TASK TO CARRY OUT:
In the Starbucks data preparation page, what new name is given to the profile column 'id'?

# Starbucks Capstone Challenge: Data preparation

## Contents
1. Remove missing demographic data. 
2. Convert numerical data to categorical data.
3. Compute target variable (responsiveness). 
4. Combine prepared feature and target data.
5. Output prepared dataset.

In [1]:
# Importing packages 
import pandas as pd
import pickle

In [2]:
# Read in json files
portfolio = pd.read_json('../data/raw/portfolio.json', orient='records', lines=True)
profile = pd.read_json('../data/raw/profile.json', orient='records', lines=True)
transcript = pd.read_json('../data/raw/transcript.json', orient='records', lines=True)

### 1. Remove missing demographic data

In [3]:
# Rename column 'id' to 'person' to remain consistent with transcript
profile = profile.rename(columns={'id':'person'})

# Remove people was ages > 99
profile = profile[profile['age'] <= 99]

# Remove people with income > 1000000
profile = profile[profile['income'] < 1000000.0]

### 2. Feature engineering: convert numerical data to categorical data

In [4]:
def cat_age(age):
    '''
    Categorises age into age group.
    '''
    if age < 25:
        return '< 25 years'
    
    if age < 35:
        return '25 - 35 years'
    
    if age < 45:
        return '36 - 45 years'
    
    if age < 66: 
        return '46 - 66 years'
    
    else: 
        return '67+ years'

In [5]:
# Apply cat_age function to age column
profile['age_group'] = profile['age'].apply(lambda x:cat_age(x))

In [6]:
def cat_income(income):
    '''
    Categorises income into income group.
    '''
    if income < 50001: 
        return 'low income'
    if income < 70001:
        return 'med - low income'
    if income < 90001:
        return 'high - med income'
    else:
        return 'high income'

In [7]:
# Apply cat_age function to age column
profile['income_group'] = profile['income'].apply(lambda x:cat_income(x))

In [8]:
# Select demographic data columns for training model
profile_subset = profile[['person','income_group','age_group', 'gender']]

# Reset index so that person would be a column. Profile_subset will be merged on person column 
profile_subset = profile_subset.reset_index()

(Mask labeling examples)
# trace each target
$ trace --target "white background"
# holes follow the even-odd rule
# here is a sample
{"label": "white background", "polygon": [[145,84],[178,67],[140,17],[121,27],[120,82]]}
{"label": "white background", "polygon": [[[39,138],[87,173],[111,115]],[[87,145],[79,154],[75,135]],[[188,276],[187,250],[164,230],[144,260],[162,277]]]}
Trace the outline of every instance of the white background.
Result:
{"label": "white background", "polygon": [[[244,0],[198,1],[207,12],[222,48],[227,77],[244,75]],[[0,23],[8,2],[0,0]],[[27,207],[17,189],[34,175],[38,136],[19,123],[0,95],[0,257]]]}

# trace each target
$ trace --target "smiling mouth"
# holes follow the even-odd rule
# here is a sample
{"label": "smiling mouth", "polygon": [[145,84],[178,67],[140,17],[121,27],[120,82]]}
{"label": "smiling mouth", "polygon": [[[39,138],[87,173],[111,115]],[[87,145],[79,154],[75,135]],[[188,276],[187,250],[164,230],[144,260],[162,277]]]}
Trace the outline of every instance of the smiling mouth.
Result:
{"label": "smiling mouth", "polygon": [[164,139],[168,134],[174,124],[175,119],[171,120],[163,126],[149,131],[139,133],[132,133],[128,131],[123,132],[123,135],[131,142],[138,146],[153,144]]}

COMPLETED EXERCISE:
'person'